§ **THE REQUEST**:
From the speech on the Independent Safeguarding Authority, reproduce verbatim the passage that begins with the words containing "In moving this" and ends with "in that way.".

§ **TEXT**:
++++++++++++++++++++

In moving this amendment, I shall speak also to Amendments 152BJ, 152BK, 163 and 164, all of which are grouped with it. We have come to the former Independent Barring Board, which is to be renamed the Independent Safeguarding Authority. My amendments fall into two sub-groups, so I shall deal with them in that way.
Clauses 85 and 88, the second of which relates to Northern Ireland, were introduced in the later stages of the Public Bill Committee in another place, with little explanation given for their introduction and no debate on them at all. The effect of these clauses is to require the new Independent Safeguarding Authority to notify employers and others if it is considering whether to include a person on the barred list. We believe that this is unjust and contravenes natural justice, as well as Parliament’s original intention when the Safeguarding Vulnerable Groups Bill passed through Parliament. I worked on that Bill and I remember it clearly.

++++++++++++++++++++

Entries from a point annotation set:
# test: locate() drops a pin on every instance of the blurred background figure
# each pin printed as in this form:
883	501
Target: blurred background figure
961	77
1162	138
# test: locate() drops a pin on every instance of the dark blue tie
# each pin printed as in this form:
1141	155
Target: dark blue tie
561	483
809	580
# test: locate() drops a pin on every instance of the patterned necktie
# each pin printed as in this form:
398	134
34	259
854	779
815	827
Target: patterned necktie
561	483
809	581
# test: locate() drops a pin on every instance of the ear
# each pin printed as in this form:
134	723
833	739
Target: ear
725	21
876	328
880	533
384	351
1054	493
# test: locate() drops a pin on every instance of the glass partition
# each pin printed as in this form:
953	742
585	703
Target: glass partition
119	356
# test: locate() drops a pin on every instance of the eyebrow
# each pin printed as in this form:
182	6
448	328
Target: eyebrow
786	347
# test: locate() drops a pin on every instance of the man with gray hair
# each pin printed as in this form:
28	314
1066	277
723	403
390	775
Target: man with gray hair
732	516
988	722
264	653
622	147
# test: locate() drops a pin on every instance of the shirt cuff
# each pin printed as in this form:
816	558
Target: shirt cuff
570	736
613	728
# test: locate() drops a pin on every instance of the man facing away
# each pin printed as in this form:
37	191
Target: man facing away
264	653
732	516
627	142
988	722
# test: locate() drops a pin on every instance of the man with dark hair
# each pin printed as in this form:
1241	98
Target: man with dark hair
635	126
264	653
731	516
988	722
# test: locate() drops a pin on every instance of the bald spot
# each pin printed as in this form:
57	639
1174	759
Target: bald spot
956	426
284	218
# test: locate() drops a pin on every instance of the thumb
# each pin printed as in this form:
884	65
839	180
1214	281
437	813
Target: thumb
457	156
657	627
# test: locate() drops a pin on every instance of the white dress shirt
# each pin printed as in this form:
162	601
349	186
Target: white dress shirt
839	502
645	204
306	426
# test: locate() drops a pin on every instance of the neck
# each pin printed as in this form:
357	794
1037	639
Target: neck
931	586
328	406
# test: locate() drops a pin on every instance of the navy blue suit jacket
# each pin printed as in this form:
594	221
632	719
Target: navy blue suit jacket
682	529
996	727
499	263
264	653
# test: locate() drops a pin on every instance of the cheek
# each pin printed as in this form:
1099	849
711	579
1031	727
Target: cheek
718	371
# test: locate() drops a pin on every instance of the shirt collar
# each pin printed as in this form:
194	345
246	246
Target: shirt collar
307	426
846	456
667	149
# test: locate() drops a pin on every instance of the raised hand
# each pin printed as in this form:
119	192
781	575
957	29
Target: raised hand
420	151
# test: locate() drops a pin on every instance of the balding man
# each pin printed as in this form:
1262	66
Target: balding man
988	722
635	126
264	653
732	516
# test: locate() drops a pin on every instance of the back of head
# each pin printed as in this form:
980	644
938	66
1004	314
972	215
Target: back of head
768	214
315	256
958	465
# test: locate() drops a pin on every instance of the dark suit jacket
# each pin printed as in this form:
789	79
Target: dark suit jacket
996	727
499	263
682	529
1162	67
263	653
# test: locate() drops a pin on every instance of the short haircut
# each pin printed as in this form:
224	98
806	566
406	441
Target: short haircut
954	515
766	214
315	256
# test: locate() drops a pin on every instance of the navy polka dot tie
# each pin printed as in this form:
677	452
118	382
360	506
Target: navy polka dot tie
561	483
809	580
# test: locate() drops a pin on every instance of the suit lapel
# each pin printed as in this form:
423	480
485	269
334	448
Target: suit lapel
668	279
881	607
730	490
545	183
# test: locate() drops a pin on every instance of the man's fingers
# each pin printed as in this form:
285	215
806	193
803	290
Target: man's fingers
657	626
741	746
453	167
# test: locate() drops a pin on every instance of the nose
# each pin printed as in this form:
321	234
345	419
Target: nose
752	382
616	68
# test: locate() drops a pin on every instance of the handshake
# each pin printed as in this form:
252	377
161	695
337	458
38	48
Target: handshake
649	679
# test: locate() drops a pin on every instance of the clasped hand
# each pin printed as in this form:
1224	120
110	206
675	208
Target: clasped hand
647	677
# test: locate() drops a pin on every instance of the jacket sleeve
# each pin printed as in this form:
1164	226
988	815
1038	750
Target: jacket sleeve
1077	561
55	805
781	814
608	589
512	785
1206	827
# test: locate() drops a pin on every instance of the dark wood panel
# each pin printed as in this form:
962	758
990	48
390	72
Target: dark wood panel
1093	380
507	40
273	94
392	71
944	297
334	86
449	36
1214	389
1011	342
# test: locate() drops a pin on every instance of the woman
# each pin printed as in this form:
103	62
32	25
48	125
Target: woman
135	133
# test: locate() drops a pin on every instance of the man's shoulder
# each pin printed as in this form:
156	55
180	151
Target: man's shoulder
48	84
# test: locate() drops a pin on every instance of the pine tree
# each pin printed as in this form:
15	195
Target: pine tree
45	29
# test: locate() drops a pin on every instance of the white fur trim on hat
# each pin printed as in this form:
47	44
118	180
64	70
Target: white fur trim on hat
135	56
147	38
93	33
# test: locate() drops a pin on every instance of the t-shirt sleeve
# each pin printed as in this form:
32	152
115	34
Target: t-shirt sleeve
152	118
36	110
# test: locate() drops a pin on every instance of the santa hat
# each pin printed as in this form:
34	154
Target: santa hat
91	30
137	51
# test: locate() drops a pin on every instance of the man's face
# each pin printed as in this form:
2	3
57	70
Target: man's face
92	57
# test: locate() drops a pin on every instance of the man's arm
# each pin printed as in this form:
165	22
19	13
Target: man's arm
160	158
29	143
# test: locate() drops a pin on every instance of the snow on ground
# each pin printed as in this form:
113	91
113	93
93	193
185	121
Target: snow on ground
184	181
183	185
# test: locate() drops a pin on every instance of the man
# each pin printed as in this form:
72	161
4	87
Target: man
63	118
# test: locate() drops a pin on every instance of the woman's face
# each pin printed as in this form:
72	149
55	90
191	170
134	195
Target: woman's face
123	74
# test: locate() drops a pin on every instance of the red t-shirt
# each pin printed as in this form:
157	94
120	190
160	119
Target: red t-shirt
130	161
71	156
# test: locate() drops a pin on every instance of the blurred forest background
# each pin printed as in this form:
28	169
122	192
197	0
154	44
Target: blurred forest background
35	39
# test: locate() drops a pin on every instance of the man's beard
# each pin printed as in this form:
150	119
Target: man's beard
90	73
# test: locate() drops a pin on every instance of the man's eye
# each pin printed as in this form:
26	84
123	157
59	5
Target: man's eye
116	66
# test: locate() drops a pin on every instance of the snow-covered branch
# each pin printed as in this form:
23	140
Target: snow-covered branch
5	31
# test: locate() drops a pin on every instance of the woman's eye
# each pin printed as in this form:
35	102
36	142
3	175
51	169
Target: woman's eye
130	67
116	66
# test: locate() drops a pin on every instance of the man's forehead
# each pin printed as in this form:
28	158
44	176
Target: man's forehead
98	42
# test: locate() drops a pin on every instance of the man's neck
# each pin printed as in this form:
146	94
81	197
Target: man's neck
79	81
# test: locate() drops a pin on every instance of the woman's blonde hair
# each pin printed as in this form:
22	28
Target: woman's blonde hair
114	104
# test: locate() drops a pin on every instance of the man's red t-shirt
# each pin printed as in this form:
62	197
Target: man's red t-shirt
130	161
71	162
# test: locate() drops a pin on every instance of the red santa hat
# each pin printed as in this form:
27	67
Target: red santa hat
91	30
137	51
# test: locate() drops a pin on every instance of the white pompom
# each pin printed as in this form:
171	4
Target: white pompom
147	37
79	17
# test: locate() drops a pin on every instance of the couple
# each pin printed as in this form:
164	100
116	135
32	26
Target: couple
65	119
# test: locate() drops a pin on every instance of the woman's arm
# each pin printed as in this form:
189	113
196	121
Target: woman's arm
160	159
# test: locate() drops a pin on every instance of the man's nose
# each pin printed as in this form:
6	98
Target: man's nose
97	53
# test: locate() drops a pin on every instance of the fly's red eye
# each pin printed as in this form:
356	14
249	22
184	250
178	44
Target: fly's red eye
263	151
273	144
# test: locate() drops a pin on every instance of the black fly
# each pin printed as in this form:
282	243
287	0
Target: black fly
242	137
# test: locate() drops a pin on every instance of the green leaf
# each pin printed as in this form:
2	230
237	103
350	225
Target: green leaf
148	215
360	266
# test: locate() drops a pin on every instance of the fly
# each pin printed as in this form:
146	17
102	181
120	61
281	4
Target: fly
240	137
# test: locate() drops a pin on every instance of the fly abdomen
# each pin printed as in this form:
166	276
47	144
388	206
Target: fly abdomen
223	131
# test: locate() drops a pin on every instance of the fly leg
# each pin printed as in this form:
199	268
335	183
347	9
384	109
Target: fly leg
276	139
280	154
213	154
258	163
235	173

++++++++++++++++++++

§ **WRITTEN SOLUTION**:
In moving this amendment, I shall speak also to Amendments 152BJ, 152BK, 163 and 164, all of which are grouped with it. We have come to the former Independent Barring Board, which is to be renamed the Independent Safeguarding Authority. My amendments fall into two sub-groups, so I shall deal with them in that way.